• Tasks for this exercise:
1) According to the meeting announcement, in what room and building will the first session of the working group be held?
2) From the meeting announcement, extract the passage starting at "richard.deming at yale.edu richard.deming" and ending at "or being read)".
3) Continue the meeting announcement past its last line.

[Wgcp-whc] WG/CP--9/26 reminder & announcements

richard.deming at yale.edu richard.deming at yale.edu
Wed Sep 24 09:41:31 EDT 2008


Dear All--

Just a final reminder that the 1st session of the WG/Contemporary Poetics will
be held this Friday from 3-5 in Rm 116 of the Whitney Humanities Center.  It
seems that there is still one cpy left of The Selected Poems of Frank O'Hara. 
This can be found on the shelves opposite the door in Rm 116.

I have sent a series of links (including clips of O'Hara reading or being read)
and supplemental articles as part of earlier announcements.  These can be found
at our archive:
http://mailman.yale.edu/pipermail/wgcp-whc/2008-September/date.html

I will paste here the suggested poems and essays on which we might focus
Friday's discussion:

We should include in our discussion some of O'Hara's essays on poetics,
including his famous "Personism: A Manifesto." These are appended to Ford's
selection.  These essays are short, breezey, and of great importance to post
WWII American poetry



Poems:
Homosexuality
Walking to Work
Meditations in an Emergency
Mayakovsky
To the Harbormaster
Why I Am Not a Painter
Metaphysical Poem
The Day Lady Died
Rhapsody
Avenue A
Lana Turner Has Collapsed
"In Memory of My Feelings"

• Dataset excerpts:
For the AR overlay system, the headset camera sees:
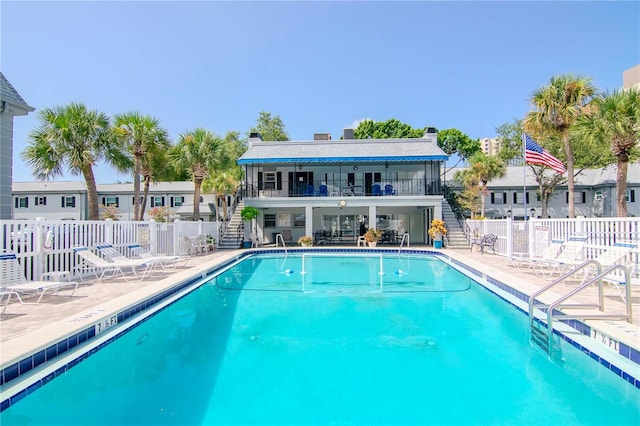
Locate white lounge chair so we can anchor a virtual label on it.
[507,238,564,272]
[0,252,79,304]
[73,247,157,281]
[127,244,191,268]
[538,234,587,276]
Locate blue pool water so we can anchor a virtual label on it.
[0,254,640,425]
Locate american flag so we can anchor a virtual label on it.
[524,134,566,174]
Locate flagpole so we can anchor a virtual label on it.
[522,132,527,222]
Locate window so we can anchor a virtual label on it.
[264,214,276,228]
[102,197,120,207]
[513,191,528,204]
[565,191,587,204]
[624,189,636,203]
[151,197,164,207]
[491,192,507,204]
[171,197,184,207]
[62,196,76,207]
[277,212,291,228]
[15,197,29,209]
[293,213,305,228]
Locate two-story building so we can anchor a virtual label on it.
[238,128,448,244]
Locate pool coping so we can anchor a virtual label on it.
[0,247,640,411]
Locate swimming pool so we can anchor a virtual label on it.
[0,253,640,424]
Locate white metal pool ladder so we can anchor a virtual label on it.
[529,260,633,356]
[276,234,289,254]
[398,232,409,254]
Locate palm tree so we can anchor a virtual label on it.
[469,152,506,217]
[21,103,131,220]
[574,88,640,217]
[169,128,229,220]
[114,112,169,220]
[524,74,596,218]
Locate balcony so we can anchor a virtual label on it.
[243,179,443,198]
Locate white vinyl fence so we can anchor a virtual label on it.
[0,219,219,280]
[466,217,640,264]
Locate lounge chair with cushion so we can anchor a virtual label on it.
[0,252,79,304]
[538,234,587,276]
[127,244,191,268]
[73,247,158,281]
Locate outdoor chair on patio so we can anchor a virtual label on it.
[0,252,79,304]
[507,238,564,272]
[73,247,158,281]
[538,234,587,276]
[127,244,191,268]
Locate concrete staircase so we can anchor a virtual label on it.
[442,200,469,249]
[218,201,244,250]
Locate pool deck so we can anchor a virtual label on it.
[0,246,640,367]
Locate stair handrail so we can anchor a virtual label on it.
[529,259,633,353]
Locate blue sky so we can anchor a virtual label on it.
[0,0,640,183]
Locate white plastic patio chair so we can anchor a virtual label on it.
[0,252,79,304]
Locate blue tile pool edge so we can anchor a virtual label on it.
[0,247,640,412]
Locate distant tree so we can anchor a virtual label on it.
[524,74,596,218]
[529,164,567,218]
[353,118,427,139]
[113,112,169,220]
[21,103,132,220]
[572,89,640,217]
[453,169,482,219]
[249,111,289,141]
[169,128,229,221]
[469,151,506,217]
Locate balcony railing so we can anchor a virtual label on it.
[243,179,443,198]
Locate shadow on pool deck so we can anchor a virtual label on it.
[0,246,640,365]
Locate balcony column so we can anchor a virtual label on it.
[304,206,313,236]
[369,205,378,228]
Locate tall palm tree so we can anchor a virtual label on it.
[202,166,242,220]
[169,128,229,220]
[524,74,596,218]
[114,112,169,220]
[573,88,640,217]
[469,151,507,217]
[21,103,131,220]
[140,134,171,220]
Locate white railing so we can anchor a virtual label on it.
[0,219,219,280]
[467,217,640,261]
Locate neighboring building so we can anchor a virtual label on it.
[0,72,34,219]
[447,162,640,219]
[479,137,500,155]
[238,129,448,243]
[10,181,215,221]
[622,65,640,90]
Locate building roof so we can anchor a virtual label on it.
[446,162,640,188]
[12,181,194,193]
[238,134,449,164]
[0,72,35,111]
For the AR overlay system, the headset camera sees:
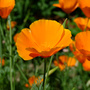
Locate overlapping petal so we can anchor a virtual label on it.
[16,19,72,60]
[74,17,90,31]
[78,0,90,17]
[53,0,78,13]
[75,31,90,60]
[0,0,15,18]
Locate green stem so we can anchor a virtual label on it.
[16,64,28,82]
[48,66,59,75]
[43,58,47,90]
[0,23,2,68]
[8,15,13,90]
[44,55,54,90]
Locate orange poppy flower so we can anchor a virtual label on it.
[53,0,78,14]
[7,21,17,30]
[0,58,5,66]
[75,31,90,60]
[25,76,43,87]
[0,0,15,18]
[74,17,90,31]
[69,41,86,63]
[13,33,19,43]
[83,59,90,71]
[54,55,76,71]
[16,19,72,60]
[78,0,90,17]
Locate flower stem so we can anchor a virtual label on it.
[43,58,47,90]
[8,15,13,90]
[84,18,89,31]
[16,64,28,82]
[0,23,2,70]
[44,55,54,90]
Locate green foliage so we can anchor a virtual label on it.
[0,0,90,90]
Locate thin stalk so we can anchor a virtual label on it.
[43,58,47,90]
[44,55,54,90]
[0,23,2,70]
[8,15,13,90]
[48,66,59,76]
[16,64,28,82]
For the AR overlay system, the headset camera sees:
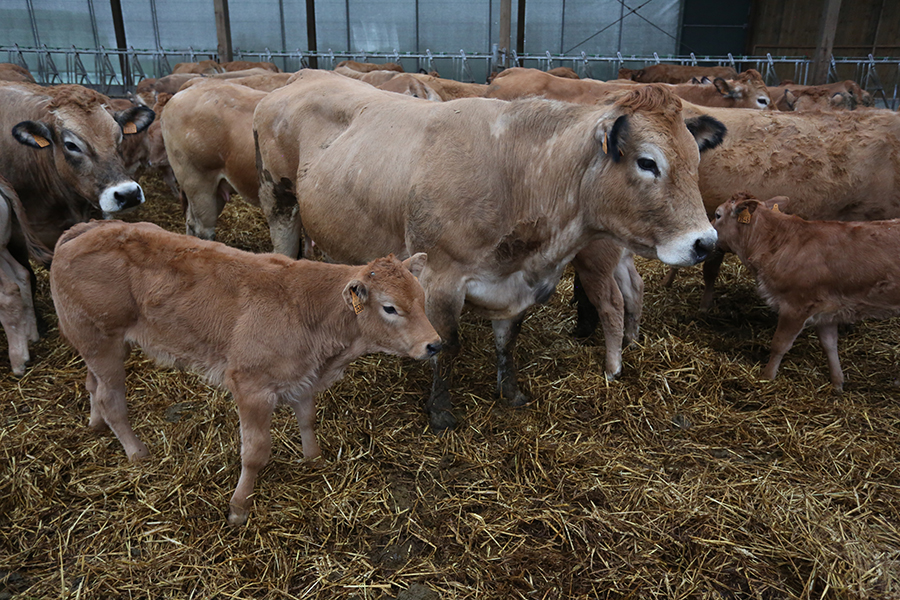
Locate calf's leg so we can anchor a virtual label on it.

• Answers for the exercise:
1) Room 116 of the Whitney Humanities Center.

2)
richard.deming at yale.edu richard.deming at yale.edu
Wed Sep 24 09:41:31 EDT 2008


Dear All--

Just a final reminder that the 1st session of the WG/Contemporary Poetics will
be held this Friday from 3-5 in Rm 116 of the Whitney Humanities Center.  It
seems that there is still one cpy left of The Selected Poems of Frank O'Hara. 
This can be found on the shelves opposite the door in Rm 116.

I have sent a series of links (including clips of O'Hara reading or being read)

3)
You Are Gorgeous and I Am Coming





Also I'd like to append here a few announcements of events that are forthcoming
on or near campus or that would be of significant interest to people on this
list.  First though I'd like to mention (and congratulate the editors) a recent
publication.


he Chinese Written Character as a Medium for Poetry
A Critical Edition
Ernest Fenollosa, and Ezra Pound, Edited by Haun Saussy, Jonathan Stalling, and
Lucas Klein
http://www.fordhampress.com/detail.html?session=8189198f0c3ce7e21d76050e90143666&id=9780823228683

A few semesters ago, we devoted a session to this important archival work by
Lucas and Haun that provides new insights into Fenollosa and Pound and this
seminal text.  This is an important contribution and well worth owning.


2 UPCOMING READINGS
Tomorrow:

BERKELEY COLLEGE
MASTER?S TEA
Thursday 25 September 2008
4:00 p.m.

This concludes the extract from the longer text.